[[ MATERIAL SUPPLIED, beginning ]]
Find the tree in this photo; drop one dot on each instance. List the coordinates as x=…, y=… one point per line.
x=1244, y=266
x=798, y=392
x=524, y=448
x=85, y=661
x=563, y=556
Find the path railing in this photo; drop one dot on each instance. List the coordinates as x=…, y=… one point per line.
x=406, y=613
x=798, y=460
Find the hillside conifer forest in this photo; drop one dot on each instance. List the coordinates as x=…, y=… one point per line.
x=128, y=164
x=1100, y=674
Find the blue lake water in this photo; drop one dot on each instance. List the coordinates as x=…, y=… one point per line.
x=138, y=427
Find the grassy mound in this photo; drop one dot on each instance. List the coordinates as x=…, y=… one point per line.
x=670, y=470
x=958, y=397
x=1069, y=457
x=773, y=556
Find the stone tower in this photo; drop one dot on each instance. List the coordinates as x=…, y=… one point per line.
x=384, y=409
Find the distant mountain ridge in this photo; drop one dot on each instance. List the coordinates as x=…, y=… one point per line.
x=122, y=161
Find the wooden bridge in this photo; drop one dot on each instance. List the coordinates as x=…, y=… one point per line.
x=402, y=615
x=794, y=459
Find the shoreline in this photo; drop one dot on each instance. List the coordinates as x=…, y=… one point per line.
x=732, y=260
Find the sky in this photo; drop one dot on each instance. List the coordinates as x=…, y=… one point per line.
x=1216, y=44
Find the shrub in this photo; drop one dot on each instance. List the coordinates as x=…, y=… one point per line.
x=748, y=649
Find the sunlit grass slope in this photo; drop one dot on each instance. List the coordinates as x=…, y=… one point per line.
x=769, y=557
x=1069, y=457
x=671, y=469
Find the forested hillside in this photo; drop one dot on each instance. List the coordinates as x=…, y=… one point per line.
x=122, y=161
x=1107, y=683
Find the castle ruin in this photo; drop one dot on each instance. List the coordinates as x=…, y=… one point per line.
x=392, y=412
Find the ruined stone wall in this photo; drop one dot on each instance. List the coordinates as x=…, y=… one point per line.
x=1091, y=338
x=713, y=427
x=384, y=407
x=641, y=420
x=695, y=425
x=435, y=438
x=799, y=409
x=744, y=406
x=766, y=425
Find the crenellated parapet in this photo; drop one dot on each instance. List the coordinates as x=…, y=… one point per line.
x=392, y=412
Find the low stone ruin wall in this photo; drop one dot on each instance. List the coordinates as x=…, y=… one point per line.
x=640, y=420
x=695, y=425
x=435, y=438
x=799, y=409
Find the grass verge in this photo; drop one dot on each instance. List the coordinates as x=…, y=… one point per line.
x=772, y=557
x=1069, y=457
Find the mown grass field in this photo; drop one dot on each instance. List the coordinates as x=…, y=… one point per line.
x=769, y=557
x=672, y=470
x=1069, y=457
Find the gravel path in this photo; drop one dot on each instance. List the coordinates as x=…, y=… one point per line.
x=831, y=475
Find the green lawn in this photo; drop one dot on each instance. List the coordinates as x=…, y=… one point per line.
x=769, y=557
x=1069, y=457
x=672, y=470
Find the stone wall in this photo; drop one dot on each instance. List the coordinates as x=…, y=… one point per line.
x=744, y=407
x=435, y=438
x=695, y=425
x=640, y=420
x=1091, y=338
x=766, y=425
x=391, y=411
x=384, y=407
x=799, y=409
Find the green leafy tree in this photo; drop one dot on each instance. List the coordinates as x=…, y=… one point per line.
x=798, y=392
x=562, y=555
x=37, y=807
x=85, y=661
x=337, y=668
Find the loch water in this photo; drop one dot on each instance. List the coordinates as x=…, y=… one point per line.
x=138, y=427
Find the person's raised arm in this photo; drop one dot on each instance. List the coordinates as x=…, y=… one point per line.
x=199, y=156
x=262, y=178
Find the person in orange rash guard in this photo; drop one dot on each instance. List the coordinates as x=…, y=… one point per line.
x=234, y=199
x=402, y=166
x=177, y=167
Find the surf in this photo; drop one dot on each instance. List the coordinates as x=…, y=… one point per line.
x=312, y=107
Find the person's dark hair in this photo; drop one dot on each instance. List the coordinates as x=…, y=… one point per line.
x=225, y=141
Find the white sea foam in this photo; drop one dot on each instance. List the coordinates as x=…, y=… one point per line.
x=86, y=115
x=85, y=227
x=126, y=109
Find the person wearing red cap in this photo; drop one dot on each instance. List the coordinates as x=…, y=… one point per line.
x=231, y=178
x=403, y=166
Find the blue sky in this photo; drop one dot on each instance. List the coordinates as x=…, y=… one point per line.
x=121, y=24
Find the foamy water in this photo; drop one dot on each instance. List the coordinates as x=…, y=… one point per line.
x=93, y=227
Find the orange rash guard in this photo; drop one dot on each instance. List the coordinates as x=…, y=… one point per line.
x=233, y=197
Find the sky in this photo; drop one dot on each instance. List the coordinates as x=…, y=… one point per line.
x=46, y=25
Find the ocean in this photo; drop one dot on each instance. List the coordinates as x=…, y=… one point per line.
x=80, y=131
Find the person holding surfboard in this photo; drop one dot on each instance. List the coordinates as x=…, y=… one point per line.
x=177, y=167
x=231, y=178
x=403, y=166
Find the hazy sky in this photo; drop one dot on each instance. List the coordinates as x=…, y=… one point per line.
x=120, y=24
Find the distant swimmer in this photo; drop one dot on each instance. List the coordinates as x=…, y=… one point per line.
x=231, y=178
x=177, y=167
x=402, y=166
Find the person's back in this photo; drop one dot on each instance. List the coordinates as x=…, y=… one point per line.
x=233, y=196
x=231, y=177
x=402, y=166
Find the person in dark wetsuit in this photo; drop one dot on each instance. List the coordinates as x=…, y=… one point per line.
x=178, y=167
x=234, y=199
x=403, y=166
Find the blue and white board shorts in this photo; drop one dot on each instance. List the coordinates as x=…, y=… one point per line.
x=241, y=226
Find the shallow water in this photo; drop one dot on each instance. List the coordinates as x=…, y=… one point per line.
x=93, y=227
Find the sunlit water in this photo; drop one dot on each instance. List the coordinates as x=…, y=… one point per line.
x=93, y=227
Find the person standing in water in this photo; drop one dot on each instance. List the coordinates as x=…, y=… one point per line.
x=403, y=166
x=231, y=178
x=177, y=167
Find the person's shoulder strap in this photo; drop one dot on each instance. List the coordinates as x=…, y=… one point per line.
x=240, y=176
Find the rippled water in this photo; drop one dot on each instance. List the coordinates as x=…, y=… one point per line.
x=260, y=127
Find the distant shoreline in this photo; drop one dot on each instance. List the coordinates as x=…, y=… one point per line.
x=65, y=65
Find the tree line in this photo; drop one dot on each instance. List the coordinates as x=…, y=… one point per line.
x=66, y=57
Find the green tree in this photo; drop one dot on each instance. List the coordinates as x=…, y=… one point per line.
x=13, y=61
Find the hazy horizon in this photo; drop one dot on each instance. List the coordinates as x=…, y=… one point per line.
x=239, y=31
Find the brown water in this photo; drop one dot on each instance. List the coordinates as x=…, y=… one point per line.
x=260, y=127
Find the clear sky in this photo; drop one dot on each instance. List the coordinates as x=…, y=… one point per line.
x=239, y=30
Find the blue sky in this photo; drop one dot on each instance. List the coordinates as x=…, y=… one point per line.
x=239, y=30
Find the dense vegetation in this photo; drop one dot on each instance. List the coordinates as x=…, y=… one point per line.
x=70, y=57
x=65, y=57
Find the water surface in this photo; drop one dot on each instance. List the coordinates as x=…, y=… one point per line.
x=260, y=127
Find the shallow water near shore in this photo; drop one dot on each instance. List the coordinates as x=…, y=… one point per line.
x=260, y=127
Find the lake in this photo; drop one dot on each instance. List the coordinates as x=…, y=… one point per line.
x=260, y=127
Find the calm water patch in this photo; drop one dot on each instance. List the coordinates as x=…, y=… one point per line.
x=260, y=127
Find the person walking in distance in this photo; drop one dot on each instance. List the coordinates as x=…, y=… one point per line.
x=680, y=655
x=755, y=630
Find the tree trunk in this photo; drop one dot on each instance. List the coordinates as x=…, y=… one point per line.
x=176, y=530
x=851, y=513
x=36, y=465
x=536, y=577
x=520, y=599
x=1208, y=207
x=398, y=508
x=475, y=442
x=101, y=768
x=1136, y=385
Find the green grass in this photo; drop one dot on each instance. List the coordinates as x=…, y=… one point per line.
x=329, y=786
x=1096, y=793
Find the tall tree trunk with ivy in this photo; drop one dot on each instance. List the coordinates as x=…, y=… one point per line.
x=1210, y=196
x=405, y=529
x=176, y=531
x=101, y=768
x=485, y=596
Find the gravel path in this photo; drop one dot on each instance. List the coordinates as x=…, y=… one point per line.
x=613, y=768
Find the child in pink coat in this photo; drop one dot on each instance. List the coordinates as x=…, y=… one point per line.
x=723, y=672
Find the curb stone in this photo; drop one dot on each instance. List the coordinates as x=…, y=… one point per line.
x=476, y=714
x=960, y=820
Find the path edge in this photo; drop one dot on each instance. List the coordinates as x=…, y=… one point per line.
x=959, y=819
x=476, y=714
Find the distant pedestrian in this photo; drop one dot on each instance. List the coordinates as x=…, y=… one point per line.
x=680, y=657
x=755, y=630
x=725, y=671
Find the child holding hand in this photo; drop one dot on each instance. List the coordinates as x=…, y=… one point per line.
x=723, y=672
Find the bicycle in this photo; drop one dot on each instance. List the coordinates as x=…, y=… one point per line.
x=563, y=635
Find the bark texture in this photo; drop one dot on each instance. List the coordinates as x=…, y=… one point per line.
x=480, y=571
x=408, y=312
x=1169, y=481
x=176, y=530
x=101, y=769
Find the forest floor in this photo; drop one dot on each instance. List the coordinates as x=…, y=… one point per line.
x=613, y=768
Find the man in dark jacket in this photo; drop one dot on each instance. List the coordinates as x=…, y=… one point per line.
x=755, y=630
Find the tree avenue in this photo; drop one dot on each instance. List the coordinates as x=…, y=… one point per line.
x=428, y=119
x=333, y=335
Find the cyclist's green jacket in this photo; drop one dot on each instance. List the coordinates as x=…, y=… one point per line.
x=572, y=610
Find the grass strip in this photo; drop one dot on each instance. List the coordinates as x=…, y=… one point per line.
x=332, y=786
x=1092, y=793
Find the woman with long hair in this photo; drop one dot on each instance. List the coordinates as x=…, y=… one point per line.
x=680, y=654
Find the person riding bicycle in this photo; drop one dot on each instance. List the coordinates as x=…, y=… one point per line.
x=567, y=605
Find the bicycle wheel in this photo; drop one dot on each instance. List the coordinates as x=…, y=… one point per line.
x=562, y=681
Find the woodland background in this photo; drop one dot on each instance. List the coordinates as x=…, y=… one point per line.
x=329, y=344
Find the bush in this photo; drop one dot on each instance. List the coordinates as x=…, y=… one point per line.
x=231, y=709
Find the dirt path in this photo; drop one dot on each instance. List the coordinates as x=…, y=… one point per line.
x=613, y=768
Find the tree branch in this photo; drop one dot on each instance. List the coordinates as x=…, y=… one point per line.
[[ MATERIAL SUPPLIED, end ]]
■ **AIM OF THE TASK**:
Repeat only the lines starting at the one that contains "Find the woodland" and ending at the last line above, exactly as written.

■ **FINAL ANSWER**:
Find the woodland background in this photo; drop one dot on each instance. List the coordinates as x=…, y=… one point per line.
x=329, y=344
Find the bush in this photo; drop one dot on each instance. List the coordinates as x=…, y=… one point per line.
x=231, y=709
Find the dirt path in this photo; drop one dot on each instance. List the coordinates as x=…, y=… one point per line.
x=613, y=768
Find the tree branch in this photo; drop one dot on each instance. List the coordinates as x=…, y=… one point per line.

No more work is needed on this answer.